▸ **Document extract**

━━━━━━

I’ve heard the title of this movie thrown around a bit, but I never really understood much more. I didn’t know if it was a movie or a series or what, probably anime but maybe not. I assumed it was action, and probably grim and gritty, and that’s about the end of what I thought I knew, until I saw it called out as being extremely influential on Eastern and Western animation alike, and as the referent of that one motorbike slide that’s everywhere in animation.
It turns out this seems to also be the source of that “Neo-Tokyo” I’ve heard about. And this is probably why some of the names I hear come up a bunch in Anime circles come up so much, but I don’t know what Japanese names are more generic versus more unique.
This is one more legend that’s a bit of a black box. I know there’s a monster besieging a research station in the Arctic or Antarctic, and that’s about it. I think almost the entire movie goes without showing the monster? It might be an alien but it’s left ambiguous? The poster is as much of a masterpiece as the movie, they say, and it is a fantastic poster.
I dimly recall a TV special about practical and visual effects in horror movies in general that may have touched on this movie, but I’m not sure. The images I’m remembering could be almost any horror movie, but they could fit a frozen research station for all I know.
The summary on this that I saw first was pretty scant. Ringo Starr is a loser caveman, he wants to get the girl. I dug deeper and there wasn’t much more short of a blow by blow synopsis. There’s something about an adventure and exile, but it seems to just be “let’s put Ringo Starr in a silly costume and have some fun with how stupid cave people were.”
This movie has always existed. Or at least, it’s always existed in my world. As my ability to remember the past coalesced, this title was among the ones that was already in our collection, which I was watching regularly. Maybe not as regularly as others, but I can’t clearly remember how much I watched one or the other. Anyway, I wasn’t allowed to watch anything more than once in a day, which I came to realize later in life was probably mostly for the preservation of my parents’ sanity, and in a distant second, the cassette tapes my brother and I were wearing out.
I’m not sure if I have actually watched An American Tail since we gave up on our Betamax player long, long after that format war had been lost. Maybe I felt I’d rewatched it so many times I didn’t need to see it anymore. It didn’t hold all that much special significance for me to seek it out. Don Bluth movies are a little weird anyway, and of those that I was regularly exposed to in my youth, this doesn’t have the “wait, I don’t think I got the complexities of the plot” that The Secret of NIMH had, the polished, hit-me-in-just-the-right-moment chemistry of Anastasia, or the dinosaurs of The Land Before Time. And so I come back to it only now in a spirit of “wait, I don’t think I grasped the complexities of the emotions and satire”. By the time I really comprehended that it was about the immigration experience, I was too busy for it.
An American Tail. Amblin Entertainment 1986.
In Russia in the late 1800s, the Mousekewitz family lives in fear of cats, but otherwise content, though Papa will tell anyone who will or won’t listen of a land called America where there are no cats, a place of such abundance the streets are paved with cheese and a mouse can live at peace. When the human village their mousehole is in is burned in a pogrom and Cossack cats terrorize the fleeing mice, the Mousekewitz family boards a boat to New York. Shortly before arrival, the middle child Fievel is swept out to sea in a storm and given up for lost by his family. Luckily, Fievel ends up in a bottle and floats to shore on his own, where he is found by a French pigeon who assures him it’s possible to find his family and directs him to the harbor they would have come in through. However, before he can reach the immigration office, he is instead found by Warren T. Rat, who promises to take Fievel to his family but instead sells him to a sweatshop. With the help of an Italian teen named Tony, Fievel escapes the sweatshop and sets off looking for his family in a city that is not as free of cats as the tales they old in the Old Country.

━━━━━━

▸ **Exercise input**
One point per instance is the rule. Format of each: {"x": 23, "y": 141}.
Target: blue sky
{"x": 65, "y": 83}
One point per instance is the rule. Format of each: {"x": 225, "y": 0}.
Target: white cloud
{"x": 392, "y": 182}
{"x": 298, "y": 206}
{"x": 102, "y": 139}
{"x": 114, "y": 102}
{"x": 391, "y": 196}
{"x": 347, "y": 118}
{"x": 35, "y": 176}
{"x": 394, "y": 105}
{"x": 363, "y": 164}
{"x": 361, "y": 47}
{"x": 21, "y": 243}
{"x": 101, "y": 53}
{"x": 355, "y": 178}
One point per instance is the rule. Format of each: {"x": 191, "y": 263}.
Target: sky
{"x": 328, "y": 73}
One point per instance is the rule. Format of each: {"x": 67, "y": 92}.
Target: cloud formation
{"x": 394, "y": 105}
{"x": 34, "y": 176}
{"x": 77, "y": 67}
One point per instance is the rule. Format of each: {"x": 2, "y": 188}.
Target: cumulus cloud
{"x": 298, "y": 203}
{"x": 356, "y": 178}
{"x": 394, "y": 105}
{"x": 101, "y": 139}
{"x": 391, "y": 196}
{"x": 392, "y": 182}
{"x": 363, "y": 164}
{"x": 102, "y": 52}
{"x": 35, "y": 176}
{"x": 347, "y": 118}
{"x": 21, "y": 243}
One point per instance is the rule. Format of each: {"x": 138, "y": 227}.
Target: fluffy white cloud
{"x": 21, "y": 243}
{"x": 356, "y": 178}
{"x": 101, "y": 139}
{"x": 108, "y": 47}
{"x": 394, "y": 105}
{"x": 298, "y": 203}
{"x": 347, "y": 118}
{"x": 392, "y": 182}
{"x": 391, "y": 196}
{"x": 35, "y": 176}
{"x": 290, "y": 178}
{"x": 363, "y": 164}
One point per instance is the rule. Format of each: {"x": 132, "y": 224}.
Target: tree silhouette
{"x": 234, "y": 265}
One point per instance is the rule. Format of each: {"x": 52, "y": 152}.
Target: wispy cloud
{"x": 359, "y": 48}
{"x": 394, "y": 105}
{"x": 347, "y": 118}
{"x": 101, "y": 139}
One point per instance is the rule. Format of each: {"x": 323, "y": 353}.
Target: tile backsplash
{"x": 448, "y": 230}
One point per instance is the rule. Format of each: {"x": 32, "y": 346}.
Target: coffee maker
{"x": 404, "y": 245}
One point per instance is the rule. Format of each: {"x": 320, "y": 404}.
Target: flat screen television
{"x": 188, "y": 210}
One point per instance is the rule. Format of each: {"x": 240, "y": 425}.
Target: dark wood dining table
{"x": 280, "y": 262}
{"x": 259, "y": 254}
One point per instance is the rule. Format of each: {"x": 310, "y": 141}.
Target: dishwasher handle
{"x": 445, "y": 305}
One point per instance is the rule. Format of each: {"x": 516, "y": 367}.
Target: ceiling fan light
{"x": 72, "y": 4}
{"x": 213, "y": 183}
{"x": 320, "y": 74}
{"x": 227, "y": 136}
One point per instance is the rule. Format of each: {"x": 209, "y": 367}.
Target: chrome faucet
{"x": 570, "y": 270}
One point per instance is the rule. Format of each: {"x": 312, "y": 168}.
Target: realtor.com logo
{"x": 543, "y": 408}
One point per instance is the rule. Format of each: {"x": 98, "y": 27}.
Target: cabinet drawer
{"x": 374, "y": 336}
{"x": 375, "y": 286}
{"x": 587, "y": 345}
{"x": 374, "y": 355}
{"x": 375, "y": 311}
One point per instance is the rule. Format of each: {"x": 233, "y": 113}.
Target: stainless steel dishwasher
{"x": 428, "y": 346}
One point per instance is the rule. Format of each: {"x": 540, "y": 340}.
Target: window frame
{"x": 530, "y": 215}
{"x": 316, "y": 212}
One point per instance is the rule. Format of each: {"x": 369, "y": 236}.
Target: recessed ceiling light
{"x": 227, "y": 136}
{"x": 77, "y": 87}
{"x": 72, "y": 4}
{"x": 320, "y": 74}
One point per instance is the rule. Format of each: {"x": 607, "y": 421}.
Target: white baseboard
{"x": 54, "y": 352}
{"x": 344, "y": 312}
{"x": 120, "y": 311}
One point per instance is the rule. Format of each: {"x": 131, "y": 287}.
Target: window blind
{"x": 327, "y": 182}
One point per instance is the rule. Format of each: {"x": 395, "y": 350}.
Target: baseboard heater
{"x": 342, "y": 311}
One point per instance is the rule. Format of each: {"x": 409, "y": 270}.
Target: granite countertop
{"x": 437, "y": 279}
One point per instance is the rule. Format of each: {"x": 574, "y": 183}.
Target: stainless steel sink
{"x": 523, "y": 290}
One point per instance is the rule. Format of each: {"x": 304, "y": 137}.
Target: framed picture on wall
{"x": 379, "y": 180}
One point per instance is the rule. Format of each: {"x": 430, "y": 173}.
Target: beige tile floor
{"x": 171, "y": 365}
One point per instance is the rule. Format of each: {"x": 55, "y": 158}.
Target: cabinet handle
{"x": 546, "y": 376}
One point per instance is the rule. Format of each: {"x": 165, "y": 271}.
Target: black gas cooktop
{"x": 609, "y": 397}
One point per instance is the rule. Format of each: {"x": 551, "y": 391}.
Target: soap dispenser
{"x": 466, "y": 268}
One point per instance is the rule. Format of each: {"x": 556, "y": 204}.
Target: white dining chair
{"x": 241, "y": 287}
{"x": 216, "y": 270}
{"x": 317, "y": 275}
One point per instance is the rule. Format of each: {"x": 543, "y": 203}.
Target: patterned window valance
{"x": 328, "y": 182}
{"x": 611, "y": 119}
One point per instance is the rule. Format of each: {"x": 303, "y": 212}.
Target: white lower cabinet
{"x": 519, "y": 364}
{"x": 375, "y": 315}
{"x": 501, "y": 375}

━━━━━━

▸ **Instructions**
**a)** Name every movie title that appears in the movie blog post.
**b)** List each line of the entries that contains the string "tile". Case counts.
The movie blog post and the entries are unrelated material.

▸ **Results in order**
**a)**
An American Tail
The Secret of NIMH
Anastasia
The Land Before Time

**b)**
Target: tile backsplash
Target: beige tile floor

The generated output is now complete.